*** MATERIAL TO PROCESS ***

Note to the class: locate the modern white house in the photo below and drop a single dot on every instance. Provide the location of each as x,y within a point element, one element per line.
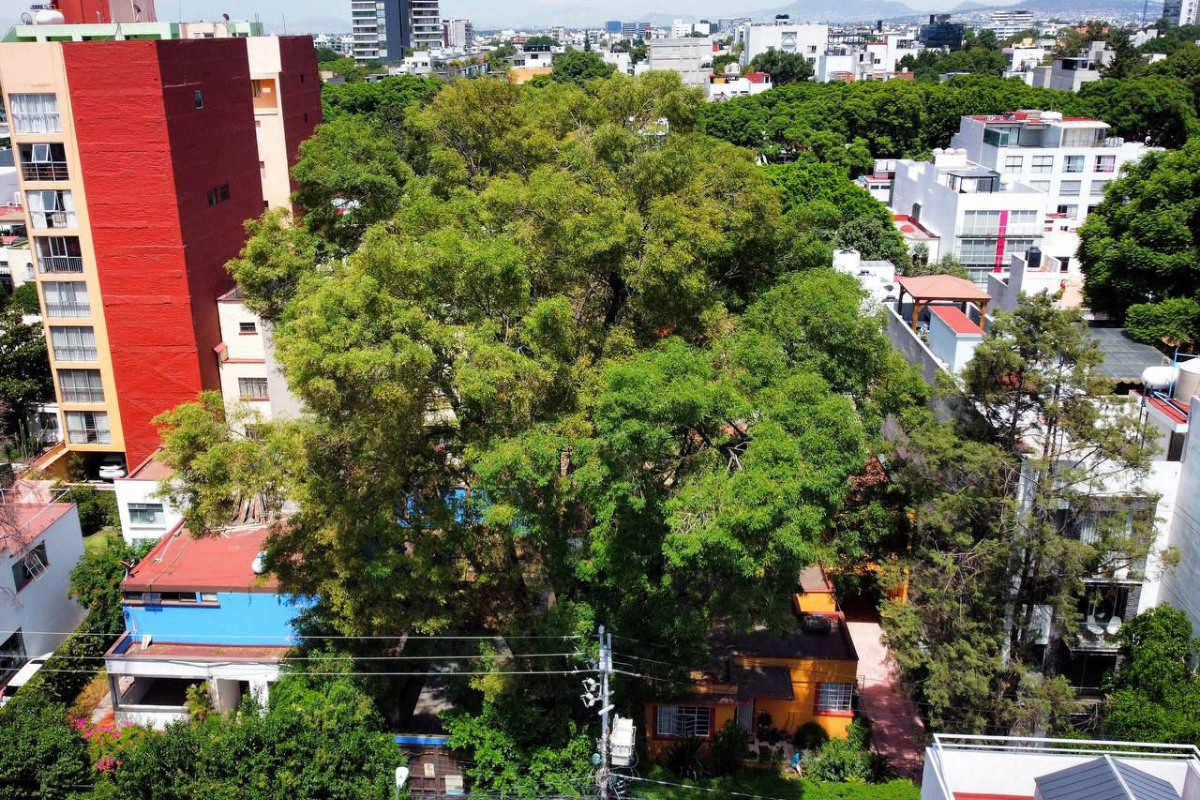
<point>198,612</point>
<point>1072,160</point>
<point>976,216</point>
<point>40,543</point>
<point>809,41</point>
<point>1014,768</point>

*** End of MATERIAL TO PROCESS ***

**ACTIVITY**
I would like the material repeated in full and exactly, with its images omitted.

**ANSWER FOR THIS EXERCISE**
Note to the class: locate the modern white house in the photo below and drop a single dot on every instance. Provide the location of each as x,y within a point element, one element per line.
<point>198,612</point>
<point>1072,160</point>
<point>976,216</point>
<point>40,543</point>
<point>809,41</point>
<point>1014,768</point>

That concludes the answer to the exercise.